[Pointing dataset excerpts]

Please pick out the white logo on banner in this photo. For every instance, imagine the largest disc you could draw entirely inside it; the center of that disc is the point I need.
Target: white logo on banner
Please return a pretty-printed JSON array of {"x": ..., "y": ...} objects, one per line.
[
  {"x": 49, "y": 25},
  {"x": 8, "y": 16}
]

**DIRECTIONS:** Can you render the data above as a numbered list, with any blank lines dropped?

**COMPLETED EXERCISE:**
1. Please pick out the white logo on banner in this photo. For every instance, imagine the largest disc you could draw entirely inside it; the center of that disc is the point I need.
2. Target: white logo on banner
3. Please return a pretty-printed JSON array of {"x": ..., "y": ...} objects, one per line.
4. [
5.   {"x": 49, "y": 25},
6.   {"x": 8, "y": 16}
7. ]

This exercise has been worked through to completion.